**Material to process**
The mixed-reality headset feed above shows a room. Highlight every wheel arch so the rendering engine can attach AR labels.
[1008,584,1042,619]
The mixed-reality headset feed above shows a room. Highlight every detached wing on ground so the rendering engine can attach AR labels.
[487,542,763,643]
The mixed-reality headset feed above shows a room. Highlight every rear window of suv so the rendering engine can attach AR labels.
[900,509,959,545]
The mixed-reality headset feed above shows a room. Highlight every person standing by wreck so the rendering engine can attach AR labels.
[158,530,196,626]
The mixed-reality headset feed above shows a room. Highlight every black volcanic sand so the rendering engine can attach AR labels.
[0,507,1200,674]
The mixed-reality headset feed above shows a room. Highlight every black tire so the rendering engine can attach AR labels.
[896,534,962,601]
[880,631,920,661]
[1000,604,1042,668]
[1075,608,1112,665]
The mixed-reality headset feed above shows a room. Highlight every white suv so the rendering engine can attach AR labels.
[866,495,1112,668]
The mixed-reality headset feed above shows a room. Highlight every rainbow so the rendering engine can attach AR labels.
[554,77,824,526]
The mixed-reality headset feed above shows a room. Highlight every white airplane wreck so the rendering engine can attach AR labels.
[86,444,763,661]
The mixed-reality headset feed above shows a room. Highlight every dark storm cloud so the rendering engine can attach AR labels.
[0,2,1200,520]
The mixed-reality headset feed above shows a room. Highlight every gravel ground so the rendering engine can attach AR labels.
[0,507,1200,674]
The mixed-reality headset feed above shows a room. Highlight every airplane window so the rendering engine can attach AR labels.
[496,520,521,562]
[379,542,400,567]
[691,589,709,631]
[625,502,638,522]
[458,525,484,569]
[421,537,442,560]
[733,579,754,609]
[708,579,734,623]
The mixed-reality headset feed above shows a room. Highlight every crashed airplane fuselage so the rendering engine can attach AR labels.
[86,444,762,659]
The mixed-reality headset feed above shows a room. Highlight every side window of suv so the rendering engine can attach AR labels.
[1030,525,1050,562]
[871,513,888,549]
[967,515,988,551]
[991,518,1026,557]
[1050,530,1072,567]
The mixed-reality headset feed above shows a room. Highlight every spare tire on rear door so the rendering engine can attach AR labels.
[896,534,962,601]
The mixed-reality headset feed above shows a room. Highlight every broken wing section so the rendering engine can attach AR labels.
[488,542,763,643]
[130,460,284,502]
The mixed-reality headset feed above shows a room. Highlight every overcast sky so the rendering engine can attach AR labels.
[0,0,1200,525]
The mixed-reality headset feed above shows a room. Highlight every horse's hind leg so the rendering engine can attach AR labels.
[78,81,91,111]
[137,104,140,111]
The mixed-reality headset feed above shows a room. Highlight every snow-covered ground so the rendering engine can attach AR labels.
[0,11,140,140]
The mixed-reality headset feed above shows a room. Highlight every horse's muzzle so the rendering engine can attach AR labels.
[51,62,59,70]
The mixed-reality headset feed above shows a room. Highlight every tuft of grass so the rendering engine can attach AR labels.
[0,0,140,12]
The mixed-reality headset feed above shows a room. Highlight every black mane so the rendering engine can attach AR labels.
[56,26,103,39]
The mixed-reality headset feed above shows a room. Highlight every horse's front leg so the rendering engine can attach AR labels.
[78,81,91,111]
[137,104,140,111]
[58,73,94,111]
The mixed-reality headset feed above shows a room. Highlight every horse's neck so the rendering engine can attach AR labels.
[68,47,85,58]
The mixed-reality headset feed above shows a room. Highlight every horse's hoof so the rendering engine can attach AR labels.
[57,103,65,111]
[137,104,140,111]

**What you need to do**
Could you rewrite all of the lines above as a numbered list, dropping any blank ones?

**Worked answer**
1. The mixed-reality headset feed above shows a room. Highlight every wheel arch so the rendering engine can attach AR labels.
2. [1008,584,1042,619]
3. The mixed-reality headset feed above shows a room. Highlight every detached wing on ground so the rendering engine can attach AR labels.
4. [487,542,763,643]
5. The mixed-reality headset feed above shows a room. Highlight every rear window of suv so the rendering engine can attach AR labels.
6. [900,509,959,545]
7. The mixed-reality headset feed above shows a room. Highlight every person standing by wreck so the rendering engine can attach AR labels.
8. [158,530,196,626]
9. The mixed-reality headset feed above shows a room. Highlight every black volcanic sand so the rendering engine can attach AR labels.
10. [0,507,1200,674]
11. The mixed-reality headset feed above shows a room. Highlight every black tire so the rendering engine can attach AR labels.
12. [896,534,962,601]
13. [880,631,920,661]
14. [1000,604,1042,668]
15. [1075,608,1112,665]
16. The mixed-reality headset feed above shows a room. Highlight every white suv so the rendering engine can attach AR labels.
17. [866,495,1112,668]
18. The mixed-reality headset feed above shows a room. Highlight every rainbow so the rendering engine can attach AR labels.
19. [554,77,824,526]
20. The mixed-reality headset feed above shows a room. Highlight every white airplane wreck so the rendering engine can attach AR labels.
21. [86,444,763,661]
22. The mixed-reality headset feed above shows a room. Highlight every dark storm cloud so the rendering engine can attach AR labels.
23. [0,2,1200,520]
24. The mixed-reality headset feed above shows a room. Highlight every gravel ground so the rendering engine can attach AR labels.
25. [0,507,1200,674]
26. The mixed-reality headset feed above shows a room. Highlight every airplane window so the rendering engine can attach AR labels.
27. [496,520,521,562]
28. [379,542,400,567]
29. [691,589,709,631]
30. [625,502,638,522]
31. [458,525,484,569]
32. [421,537,442,560]
33. [733,579,754,609]
34. [708,579,734,623]
35. The mixed-reality headset feed above shows a room. Highlight every crashed airplane fuselage so the rendering engine can attach AR labels.
36. [86,444,762,659]
37. The mixed-reality headset feed above shows a room. Highlight every side window of suv so the rendering engine can attach AR labels.
38. [1030,525,1050,562]
39. [871,513,888,549]
40. [967,515,988,551]
41. [991,518,1026,557]
42. [1050,530,1072,567]
43. The mixed-reality headset feed above shows a room. Highlight every spare tire on rear door so the rendering engine can attach AR labels.
44. [896,534,962,601]
45. The mixed-reality headset feed above shows a room. Highlight every broken wing section so the rendering engine can attach AR labels.
46. [488,542,763,643]
47. [130,460,284,502]
48. The mixed-reality headset feed above shows a room. Highlight every overcast sky so the rendering engine can attach AR labels.
49. [0,0,1200,525]
50. The mixed-reality headset feed above shows a room. Highlight every horse's hind leg so the rendering engine can attach AR labels.
51. [78,81,91,111]
52. [137,104,140,111]
53. The mixed-reality headset feed above shows a room. Highlight every snow-covered ground so the rendering engine can attach AR labels.
54. [0,11,140,140]
55. The mixed-reality headset feed above shows a room. Highlight every horse's muzzle so the rendering engine can attach AR labels.
56. [51,62,59,70]
57. The mixed-reality headset feed above shows a room. Highlight every tuft of grass so the rendering engine can attach AR labels.
58. [0,0,140,12]
59. The mixed-reality headset feed above shows a room. Highlight every black mane so the rendering engine can attach AR labels.
60. [56,26,103,39]
61. The mixed-reality headset feed above shows a room. Highlight every horse's front leg so the rendering engine can attach AR labels.
62. [78,81,91,111]
63. [137,104,140,111]
64. [58,73,94,111]
65. The mixed-reality headset feed above shows a room. Highlight every horse's neck so the rendering engine can attach AR labels.
66. [68,47,85,58]
67. The mixed-reality headset feed above shows a room. Highlight every horse's hoof so the rendering engine can attach AR labels.
68. [57,103,65,111]
69. [137,104,140,111]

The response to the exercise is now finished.